**Texto de lectura**
================

El problema es que hay demasiados pintores a causa del abaratamiento del oficio y las facilidades que ofrece el mundo presente. La selección natural invocada arriba, tan dura en los tiempos del esplendor de las artes, opera hoy en el mero terreno de la habilidad comercial, esto es, de la capacidad para endosar puerilidades como ideas profundas. En este sentido me dijo hace años un pintor que dio clase a Barceló que su ex-pupilo era bastante nulo en el terreno del dibujo pero listísimo a la hora de colocar un rollo. Cualidad ésta última más conveniente que la primera para alcanzar dinero y fama.

Un pintor con el que expuse una vez, a mis dudas sobre la falta de escala de su pintura, preguntó qué era eso y cuando se lo expliqué contestó que el asunto no le interesaba. Era su forma de decirme que él jugaba en otra liga, una en la que las bondades de la pintura tradicional no importan. Debí pensarlo antes pues, tras el retrato de Gertrude Stein por Picasso, la pintura juega en esa otra liga que él invocaba sin nombrar.

================

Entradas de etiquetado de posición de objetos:

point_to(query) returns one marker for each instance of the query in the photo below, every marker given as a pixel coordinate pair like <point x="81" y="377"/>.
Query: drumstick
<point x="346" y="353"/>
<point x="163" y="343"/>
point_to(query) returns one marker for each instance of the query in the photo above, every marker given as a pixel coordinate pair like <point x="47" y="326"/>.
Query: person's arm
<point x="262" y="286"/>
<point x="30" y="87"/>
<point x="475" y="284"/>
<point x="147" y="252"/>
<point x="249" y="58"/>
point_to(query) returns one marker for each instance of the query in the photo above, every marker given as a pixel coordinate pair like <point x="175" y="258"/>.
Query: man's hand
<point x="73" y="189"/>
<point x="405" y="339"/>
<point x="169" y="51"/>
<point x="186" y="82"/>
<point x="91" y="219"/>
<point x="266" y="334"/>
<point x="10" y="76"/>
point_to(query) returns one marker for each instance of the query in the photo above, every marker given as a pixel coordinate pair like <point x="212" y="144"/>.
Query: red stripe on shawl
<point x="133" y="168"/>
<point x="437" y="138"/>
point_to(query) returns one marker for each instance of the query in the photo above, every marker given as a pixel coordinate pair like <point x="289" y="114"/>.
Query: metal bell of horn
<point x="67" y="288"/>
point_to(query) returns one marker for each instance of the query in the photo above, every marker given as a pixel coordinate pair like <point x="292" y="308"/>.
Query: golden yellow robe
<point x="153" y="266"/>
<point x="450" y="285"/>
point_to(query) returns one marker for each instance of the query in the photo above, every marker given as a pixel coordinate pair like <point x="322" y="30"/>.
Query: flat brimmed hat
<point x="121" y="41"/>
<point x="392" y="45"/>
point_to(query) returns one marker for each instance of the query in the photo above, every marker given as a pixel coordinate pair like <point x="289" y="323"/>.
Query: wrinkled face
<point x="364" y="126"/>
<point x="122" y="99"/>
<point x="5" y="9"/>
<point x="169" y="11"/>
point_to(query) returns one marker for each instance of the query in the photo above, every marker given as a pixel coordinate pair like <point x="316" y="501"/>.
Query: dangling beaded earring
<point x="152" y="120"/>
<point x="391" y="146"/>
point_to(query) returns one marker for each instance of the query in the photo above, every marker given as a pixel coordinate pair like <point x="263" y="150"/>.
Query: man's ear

================

**Descripción del ejercicio**
Prosigue el texto sobre los pintores de hoy a partir de su última oración. Las entradas no intervienen en este ejercicio.

**La respuesta**
Z. solía decir cuando alguien se quejaba de no tener obra en su colección: «Pues que se haga su museo». Clarividente ya que exactamente eso es lo que vienen haciendo las instituciones con el dinero de todos: hacerles museos a su medida. Intenta colgar en ellos otro tipo de pintura y el conflicto visual está asegurado.

La pintura moderna se vino haciendo para los hall de los grandes bancos, los portales de las casas de vecinos lujosas y, puestos a peor, para las consultas de los dentistas glamurosos y las habitaciones de hoteles caros. Así la que no iba directa a los museos.

La necesidad de paredes blancas y espacios deshabitados ha crecido disparatadamente en los últimos treinta años. El artista figurativo, cuya pintura aspira a convivir con la gente en sus propias casas, anda muy perdido en tales enormidades. No es extraño que los escultores de esta cuerda tengan que multiplicar por mucho la cabeza de un bebé como único modo de reclamar el interés del viandante. Unas cabezas tan bonitas a tamaño real como las que, de la mano de Antonio López, quieren animar la entrada a la estación del tren en Madrid pierden su esencia -la contemplación intimista y pausada- al cambiar de escala.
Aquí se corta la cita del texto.